** start Data shown **

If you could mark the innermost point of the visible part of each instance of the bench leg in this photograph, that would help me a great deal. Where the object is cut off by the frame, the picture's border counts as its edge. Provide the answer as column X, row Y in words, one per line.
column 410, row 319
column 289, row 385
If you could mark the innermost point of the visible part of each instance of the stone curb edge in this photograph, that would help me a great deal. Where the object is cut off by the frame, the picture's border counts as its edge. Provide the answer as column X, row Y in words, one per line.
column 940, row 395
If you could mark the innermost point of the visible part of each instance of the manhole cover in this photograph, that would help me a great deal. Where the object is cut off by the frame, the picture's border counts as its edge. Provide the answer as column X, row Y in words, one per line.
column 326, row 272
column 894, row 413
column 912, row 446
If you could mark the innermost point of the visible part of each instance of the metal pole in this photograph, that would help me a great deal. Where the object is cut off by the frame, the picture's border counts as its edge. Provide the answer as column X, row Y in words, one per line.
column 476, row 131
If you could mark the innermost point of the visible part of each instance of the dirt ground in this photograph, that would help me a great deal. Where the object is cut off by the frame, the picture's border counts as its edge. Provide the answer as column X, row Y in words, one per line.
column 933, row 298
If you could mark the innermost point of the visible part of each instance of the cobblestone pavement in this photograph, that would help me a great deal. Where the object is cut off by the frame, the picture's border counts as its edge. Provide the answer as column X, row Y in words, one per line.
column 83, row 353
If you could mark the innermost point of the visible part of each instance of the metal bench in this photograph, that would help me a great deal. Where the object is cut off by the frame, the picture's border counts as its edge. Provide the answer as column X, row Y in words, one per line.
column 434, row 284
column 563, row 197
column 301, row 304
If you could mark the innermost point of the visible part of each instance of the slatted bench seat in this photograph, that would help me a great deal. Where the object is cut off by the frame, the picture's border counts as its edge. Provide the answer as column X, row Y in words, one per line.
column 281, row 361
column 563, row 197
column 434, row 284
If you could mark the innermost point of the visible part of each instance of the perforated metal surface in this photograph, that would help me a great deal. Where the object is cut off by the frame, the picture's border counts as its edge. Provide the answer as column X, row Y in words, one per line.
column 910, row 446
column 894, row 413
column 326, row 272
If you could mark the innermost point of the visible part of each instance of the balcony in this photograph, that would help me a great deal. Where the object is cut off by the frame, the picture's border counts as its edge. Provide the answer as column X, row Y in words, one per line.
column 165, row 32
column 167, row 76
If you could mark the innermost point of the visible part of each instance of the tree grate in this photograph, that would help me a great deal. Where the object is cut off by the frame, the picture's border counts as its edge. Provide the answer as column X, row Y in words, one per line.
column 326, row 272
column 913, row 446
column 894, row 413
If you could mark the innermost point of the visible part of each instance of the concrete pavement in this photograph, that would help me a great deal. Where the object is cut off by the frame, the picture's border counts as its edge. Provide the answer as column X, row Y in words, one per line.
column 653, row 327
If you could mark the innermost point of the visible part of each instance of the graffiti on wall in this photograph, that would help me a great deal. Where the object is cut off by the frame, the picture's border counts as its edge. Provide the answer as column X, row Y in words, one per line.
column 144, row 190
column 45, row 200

** end Data shown **

> **Task to carry out**: Copy the records word for word, beginning with the line that contains "of the concrete" and continuing through the line that contains "column 653, row 327".

> **Exercise result**:
If you could mark the innermost point of the visible part of each instance of the concrete pavement in this photograph, that would help me a great deal. Where the object is cut off by the frame, the picture's border counts as its edge. Provide the answer as column X, row Y in words, one per line.
column 653, row 327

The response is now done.